- Task description: Working down the material below, reproduce exactly every line from the one containing "Exercise. Pick out the white" to the last line, and only those.
━━━━━━
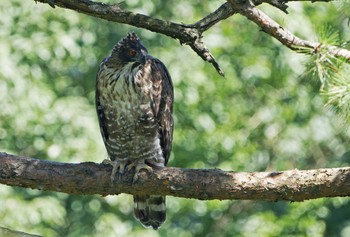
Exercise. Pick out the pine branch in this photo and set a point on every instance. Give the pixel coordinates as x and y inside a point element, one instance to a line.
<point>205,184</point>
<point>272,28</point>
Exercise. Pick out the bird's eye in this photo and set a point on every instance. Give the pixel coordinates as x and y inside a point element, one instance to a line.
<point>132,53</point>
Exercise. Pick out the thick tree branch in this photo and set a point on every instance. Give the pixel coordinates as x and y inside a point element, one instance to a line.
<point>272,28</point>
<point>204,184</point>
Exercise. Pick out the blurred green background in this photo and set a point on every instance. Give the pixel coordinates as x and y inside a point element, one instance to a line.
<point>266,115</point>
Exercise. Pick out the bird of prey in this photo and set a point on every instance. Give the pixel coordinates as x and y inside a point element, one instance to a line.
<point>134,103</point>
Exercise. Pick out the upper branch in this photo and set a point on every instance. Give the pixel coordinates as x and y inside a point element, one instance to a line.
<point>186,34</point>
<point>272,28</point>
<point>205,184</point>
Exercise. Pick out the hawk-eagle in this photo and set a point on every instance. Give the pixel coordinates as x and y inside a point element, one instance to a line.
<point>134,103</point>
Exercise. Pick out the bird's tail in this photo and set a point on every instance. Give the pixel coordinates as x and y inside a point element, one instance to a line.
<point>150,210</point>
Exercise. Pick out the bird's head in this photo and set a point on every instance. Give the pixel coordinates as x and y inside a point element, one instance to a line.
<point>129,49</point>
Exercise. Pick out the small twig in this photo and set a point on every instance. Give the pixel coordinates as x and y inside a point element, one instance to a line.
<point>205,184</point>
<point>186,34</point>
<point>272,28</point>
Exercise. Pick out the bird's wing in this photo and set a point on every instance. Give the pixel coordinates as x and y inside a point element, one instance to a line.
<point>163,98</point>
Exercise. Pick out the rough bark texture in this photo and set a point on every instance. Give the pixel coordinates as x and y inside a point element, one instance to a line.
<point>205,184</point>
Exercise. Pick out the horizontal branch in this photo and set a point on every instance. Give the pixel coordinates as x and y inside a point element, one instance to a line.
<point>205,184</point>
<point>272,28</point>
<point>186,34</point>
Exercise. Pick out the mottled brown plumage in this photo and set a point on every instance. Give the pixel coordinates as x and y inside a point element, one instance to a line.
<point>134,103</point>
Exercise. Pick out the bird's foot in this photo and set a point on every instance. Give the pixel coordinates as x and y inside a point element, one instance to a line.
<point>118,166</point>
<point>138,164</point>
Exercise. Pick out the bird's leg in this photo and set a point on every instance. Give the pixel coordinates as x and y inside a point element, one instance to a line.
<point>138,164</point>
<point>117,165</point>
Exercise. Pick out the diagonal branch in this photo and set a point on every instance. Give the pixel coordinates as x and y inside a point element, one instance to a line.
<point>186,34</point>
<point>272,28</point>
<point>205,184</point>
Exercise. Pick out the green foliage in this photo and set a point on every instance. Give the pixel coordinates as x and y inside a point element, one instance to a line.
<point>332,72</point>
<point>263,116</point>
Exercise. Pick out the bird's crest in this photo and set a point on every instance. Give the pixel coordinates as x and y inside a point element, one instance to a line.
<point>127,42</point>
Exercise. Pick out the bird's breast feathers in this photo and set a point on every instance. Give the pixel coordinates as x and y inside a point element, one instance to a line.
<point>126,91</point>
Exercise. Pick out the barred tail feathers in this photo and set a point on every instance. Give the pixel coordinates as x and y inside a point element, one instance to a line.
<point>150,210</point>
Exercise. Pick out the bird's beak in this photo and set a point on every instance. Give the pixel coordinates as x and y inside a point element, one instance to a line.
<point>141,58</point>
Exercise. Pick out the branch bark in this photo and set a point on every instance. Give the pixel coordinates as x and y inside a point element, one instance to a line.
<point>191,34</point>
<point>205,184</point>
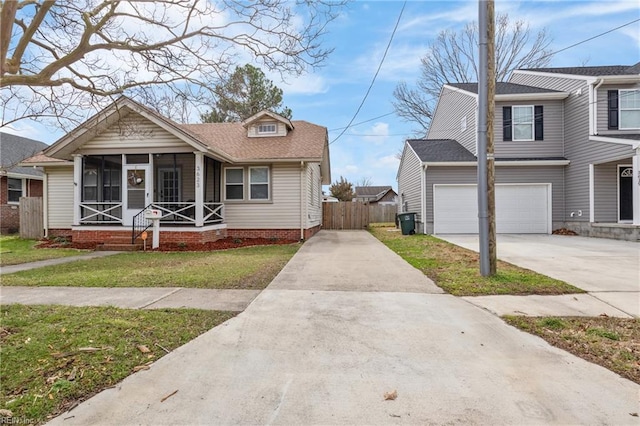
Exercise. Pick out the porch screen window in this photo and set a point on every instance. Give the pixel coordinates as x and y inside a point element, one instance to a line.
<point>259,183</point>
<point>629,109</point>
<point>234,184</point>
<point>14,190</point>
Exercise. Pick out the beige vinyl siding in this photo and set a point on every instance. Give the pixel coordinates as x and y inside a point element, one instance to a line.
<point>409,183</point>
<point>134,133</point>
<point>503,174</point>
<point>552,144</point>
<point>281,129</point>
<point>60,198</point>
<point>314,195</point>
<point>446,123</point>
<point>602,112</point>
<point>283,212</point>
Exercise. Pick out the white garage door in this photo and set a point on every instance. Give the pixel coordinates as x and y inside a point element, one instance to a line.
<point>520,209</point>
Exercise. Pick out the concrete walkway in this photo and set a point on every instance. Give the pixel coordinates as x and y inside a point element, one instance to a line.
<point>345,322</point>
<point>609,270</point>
━━━━━━
- Solution to this task:
Exercise. Pick out the white garage door in this photo and set a point on every instance. Give the pixel coordinates as x and y inside a point element, one instance to a line.
<point>520,209</point>
Exercise. Pick out the concrete walkway in this photo and set a point on every instance. Give the pixel coordinates as x and y inside a point element, one instance to a line.
<point>345,322</point>
<point>609,270</point>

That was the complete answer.